• EXERCISE DESCRIPTION:
Reproduce word for word the stretch of the Mark Trumbo trade article from "Now, unless otherwise" through "like this move.".

══ TEXT SECTION ══

Mark Trumbo Trade: Fantasy Impact of Three-Team-Deal from Winter Meetings

Jayne Kamin-Oncea-USA TODAY Sports

Big news out of Orlando today, as the Arizona Diamondbacks, Chicago White Sox, and Los Angeles Angels have completed a three-team trade, per Jon Morosi of Fox Sports.

Now, unless otherwise noted, everything we write about is from a fantasy point of view. So, we don’t really care about whether a team overpaid, only whether or not the player will project to put up good stats in his new home. From that perspective, I don’t like this move.

I love it.

We’ll start with Mark Trumbo, one of the game’s most powerful hitters now going to a great hitter’s park in Chase Field. It’s easy to focus on his career .250 batting average, or the fact that he’s hit just a shade under .232 since the 2012 All-Star Game. That’s not what you want to say, but I’m not here to say that he should be a first-round pick or anything like that.

But this move is going to bolster his value. Why? Well, have a look at how Chase Field and Angel Stadium of Anaheim have compared in Park Factor HR value over the last five years.

═══
══ STORED DATA ══

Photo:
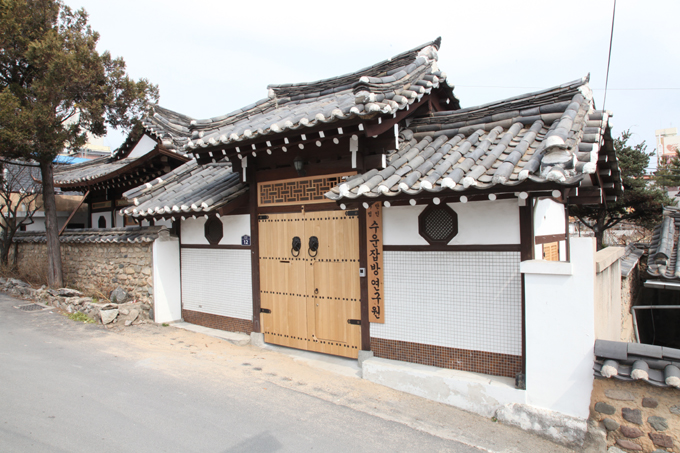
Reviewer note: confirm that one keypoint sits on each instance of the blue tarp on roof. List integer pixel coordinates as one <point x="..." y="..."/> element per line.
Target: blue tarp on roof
<point x="69" y="160"/>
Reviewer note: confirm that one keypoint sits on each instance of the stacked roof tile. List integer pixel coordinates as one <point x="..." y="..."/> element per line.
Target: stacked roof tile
<point x="657" y="365"/>
<point x="134" y="235"/>
<point x="189" y="189"/>
<point x="663" y="250"/>
<point x="89" y="171"/>
<point x="631" y="258"/>
<point x="383" y="88"/>
<point x="551" y="135"/>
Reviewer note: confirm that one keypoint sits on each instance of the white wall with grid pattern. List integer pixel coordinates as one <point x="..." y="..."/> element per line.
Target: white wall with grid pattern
<point x="479" y="222"/>
<point x="233" y="227"/>
<point x="218" y="282"/>
<point x="465" y="300"/>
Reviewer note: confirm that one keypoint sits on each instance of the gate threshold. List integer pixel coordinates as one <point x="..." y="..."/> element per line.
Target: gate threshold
<point x="333" y="363"/>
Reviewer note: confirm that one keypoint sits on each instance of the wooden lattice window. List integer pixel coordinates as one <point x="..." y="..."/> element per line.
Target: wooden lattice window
<point x="213" y="230"/>
<point x="438" y="224"/>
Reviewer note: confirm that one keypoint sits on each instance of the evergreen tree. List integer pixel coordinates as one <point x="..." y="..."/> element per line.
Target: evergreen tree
<point x="642" y="203"/>
<point x="54" y="88"/>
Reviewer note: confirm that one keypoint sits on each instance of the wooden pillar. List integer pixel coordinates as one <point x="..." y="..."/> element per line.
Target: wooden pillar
<point x="526" y="237"/>
<point x="363" y="263"/>
<point x="254" y="243"/>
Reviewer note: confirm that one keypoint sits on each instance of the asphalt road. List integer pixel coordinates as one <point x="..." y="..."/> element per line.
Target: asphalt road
<point x="73" y="387"/>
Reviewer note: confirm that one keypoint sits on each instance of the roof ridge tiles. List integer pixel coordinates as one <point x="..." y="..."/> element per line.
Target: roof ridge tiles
<point x="393" y="62"/>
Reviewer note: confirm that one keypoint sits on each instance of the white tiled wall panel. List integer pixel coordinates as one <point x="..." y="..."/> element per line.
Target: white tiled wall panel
<point x="217" y="281"/>
<point x="466" y="300"/>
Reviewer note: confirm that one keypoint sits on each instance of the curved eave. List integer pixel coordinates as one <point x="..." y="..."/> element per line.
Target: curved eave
<point x="531" y="184"/>
<point x="85" y="183"/>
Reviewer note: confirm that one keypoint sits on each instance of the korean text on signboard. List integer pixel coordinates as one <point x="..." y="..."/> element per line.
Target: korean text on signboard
<point x="376" y="302"/>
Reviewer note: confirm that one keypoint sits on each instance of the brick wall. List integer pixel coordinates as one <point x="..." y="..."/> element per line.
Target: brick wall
<point x="97" y="268"/>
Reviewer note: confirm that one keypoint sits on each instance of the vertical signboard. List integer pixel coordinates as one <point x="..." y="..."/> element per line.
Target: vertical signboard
<point x="376" y="302"/>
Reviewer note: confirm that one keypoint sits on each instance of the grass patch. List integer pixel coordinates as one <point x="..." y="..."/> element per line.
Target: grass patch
<point x="81" y="317"/>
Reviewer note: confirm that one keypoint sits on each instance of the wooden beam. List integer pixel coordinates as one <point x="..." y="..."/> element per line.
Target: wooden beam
<point x="255" y="248"/>
<point x="526" y="230"/>
<point x="386" y="124"/>
<point x="363" y="282"/>
<point x="236" y="203"/>
<point x="74" y="212"/>
<point x="548" y="238"/>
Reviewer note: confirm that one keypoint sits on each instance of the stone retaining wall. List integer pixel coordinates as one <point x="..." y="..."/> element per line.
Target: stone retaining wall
<point x="636" y="415"/>
<point x="97" y="269"/>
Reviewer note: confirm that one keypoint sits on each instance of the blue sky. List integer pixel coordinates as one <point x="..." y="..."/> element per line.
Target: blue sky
<point x="212" y="57"/>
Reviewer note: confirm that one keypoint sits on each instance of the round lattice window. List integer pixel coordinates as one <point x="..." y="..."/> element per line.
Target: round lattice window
<point x="213" y="230"/>
<point x="438" y="224"/>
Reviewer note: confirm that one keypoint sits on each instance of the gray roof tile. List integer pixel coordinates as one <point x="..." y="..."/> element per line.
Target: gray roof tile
<point x="663" y="251"/>
<point x="633" y="361"/>
<point x="134" y="234"/>
<point x="502" y="143"/>
<point x="385" y="87"/>
<point x="188" y="190"/>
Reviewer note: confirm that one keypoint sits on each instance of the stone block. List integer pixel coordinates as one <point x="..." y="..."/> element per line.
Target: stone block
<point x="619" y="395"/>
<point x="631" y="432"/>
<point x="649" y="402"/>
<point x="610" y="424"/>
<point x="605" y="408"/>
<point x="661" y="440"/>
<point x="628" y="445"/>
<point x="658" y="423"/>
<point x="632" y="415"/>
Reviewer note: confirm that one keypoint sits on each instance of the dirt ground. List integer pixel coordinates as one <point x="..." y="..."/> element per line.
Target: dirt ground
<point x="181" y="353"/>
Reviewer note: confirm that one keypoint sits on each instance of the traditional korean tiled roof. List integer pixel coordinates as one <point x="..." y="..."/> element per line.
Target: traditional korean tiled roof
<point x="657" y="365"/>
<point x="384" y="88"/>
<point x="663" y="250"/>
<point x="189" y="189"/>
<point x="21" y="177"/>
<point x="554" y="135"/>
<point x="133" y="234"/>
<point x="89" y="171"/>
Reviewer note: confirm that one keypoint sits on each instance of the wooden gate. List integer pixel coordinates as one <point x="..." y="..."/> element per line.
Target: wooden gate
<point x="309" y="286"/>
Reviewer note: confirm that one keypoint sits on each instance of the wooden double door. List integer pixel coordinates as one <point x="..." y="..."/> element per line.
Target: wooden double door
<point x="309" y="281"/>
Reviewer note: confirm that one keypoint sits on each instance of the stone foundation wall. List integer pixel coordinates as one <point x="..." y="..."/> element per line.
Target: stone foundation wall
<point x="636" y="415"/>
<point x="97" y="269"/>
<point x="218" y="322"/>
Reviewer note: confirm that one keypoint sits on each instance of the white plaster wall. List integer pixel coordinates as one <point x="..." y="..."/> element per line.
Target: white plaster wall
<point x="166" y="280"/>
<point x="473" y="392"/>
<point x="144" y="145"/>
<point x="119" y="220"/>
<point x="560" y="330"/>
<point x="217" y="281"/>
<point x="479" y="222"/>
<point x="549" y="218"/>
<point x="235" y="226"/>
<point x="465" y="300"/>
<point x="97" y="215"/>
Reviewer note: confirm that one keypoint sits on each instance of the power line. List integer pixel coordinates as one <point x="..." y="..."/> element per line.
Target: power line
<point x="594" y="89"/>
<point x="609" y="58"/>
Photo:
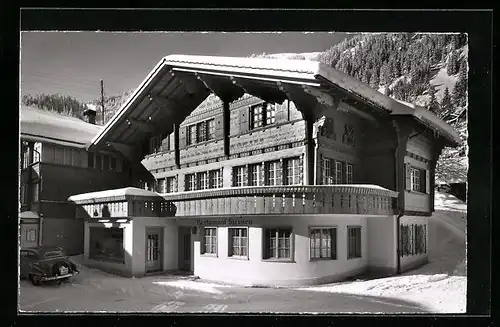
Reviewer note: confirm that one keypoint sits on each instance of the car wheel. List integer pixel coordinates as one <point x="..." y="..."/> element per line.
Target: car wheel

═══

• RESULT OF THIS EXERCISE:
Now, unless otherwise noted, everything we write about is from a fantasy point of view. So, we don’t really care about whether a team overpaid, only whether or not the player will project to put up good stats in his new home. From that perspective, I don’t like this move.